● **Extracted data entries**
================================

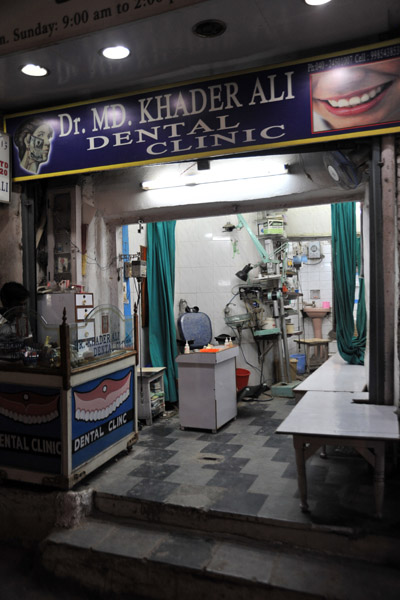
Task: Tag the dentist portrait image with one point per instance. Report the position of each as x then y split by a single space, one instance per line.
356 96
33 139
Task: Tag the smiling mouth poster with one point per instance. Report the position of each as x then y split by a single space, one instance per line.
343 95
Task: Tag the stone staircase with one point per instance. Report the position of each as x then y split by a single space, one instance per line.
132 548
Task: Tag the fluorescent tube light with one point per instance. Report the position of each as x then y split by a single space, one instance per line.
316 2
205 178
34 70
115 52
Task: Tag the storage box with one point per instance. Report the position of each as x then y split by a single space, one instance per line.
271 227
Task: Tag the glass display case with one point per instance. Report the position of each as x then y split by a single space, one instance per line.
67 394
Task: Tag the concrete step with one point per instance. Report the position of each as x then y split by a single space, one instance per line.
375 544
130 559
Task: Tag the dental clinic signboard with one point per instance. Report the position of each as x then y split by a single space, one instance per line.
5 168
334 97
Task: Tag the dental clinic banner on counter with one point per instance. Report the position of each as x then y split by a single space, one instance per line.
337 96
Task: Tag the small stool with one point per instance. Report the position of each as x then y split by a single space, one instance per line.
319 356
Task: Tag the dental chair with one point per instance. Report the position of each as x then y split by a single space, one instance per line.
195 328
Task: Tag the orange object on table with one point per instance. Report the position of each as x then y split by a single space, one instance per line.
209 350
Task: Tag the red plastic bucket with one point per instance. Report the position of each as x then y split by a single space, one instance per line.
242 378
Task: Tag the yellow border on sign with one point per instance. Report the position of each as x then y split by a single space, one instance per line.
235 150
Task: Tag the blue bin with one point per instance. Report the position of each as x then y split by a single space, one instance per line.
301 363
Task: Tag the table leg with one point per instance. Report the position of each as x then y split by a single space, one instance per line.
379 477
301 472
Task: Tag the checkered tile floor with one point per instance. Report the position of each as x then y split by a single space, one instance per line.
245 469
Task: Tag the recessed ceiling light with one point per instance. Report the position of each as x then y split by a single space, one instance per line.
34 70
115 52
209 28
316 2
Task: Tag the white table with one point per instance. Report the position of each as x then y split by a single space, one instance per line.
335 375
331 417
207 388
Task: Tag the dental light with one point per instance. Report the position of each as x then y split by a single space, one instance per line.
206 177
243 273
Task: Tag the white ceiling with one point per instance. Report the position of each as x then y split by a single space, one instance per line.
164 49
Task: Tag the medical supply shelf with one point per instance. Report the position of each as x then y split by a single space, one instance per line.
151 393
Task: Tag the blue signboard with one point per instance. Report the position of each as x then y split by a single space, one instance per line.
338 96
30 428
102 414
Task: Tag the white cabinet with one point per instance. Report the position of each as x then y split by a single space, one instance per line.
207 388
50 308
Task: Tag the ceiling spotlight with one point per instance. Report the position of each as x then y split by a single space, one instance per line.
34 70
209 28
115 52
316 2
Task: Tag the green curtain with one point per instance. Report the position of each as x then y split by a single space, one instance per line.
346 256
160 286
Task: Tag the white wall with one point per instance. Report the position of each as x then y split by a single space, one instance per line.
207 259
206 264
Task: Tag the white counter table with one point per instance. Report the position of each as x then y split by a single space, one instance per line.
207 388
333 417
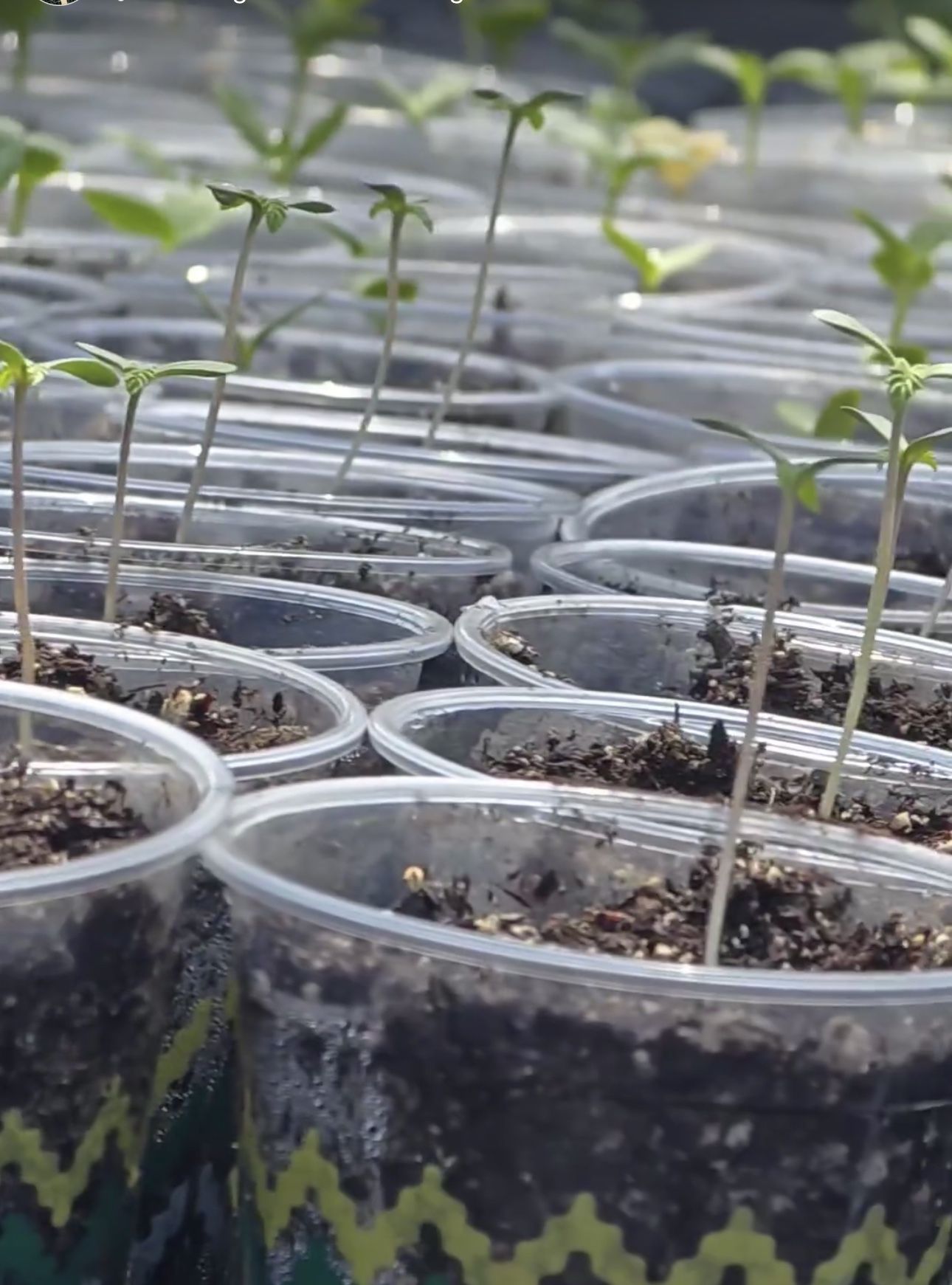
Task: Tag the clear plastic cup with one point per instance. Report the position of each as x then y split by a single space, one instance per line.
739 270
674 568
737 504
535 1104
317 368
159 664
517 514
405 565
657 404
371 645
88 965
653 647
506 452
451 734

================================

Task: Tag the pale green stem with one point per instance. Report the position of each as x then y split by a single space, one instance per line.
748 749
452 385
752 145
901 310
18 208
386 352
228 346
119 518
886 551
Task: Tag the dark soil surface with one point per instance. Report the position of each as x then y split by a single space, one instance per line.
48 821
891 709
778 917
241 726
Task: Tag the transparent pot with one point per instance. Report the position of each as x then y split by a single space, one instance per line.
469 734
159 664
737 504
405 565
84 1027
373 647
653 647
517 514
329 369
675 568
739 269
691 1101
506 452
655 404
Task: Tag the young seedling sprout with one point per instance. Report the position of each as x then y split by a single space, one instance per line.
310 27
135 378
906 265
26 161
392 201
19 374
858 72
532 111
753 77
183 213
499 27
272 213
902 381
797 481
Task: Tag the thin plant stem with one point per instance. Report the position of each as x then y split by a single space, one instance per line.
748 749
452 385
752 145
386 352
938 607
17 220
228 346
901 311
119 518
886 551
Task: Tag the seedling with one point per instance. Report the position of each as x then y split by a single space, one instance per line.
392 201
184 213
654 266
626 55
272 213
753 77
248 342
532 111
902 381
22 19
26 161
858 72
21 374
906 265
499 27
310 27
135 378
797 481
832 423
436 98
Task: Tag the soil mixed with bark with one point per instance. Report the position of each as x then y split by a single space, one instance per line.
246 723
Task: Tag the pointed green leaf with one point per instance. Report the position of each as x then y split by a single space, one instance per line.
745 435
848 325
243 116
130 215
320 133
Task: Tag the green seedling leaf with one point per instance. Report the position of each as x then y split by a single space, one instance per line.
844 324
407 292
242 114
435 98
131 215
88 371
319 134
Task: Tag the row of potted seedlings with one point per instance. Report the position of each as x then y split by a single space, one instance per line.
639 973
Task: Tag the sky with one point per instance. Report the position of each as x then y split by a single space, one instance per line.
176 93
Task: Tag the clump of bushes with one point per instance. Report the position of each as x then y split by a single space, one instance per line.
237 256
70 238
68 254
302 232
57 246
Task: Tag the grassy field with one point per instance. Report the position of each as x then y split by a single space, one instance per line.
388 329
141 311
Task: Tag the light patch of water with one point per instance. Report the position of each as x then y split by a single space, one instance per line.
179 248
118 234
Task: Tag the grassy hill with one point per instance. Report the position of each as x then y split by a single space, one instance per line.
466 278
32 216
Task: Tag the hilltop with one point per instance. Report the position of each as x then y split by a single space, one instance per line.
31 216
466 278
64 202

================================

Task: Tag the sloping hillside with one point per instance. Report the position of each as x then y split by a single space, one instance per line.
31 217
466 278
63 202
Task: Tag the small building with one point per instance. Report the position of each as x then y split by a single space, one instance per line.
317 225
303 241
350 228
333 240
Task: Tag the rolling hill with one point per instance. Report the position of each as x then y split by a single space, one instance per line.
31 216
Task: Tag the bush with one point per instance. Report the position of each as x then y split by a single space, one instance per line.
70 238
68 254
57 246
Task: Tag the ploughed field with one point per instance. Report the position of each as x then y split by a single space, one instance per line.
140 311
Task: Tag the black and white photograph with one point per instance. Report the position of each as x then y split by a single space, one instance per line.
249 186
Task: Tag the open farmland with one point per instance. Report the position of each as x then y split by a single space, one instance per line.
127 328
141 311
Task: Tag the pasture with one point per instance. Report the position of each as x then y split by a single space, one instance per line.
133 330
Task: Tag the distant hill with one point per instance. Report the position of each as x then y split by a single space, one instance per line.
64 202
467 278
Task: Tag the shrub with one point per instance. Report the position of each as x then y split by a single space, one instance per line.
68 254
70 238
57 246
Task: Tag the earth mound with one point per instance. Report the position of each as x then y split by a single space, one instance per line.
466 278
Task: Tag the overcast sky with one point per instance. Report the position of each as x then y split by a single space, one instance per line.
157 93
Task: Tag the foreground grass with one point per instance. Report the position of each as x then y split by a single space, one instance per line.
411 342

================================

● **Problem details**
Tally the lines in the data above that contain the string "plastic", with case counting, and give only the number.

● **Complete response**
2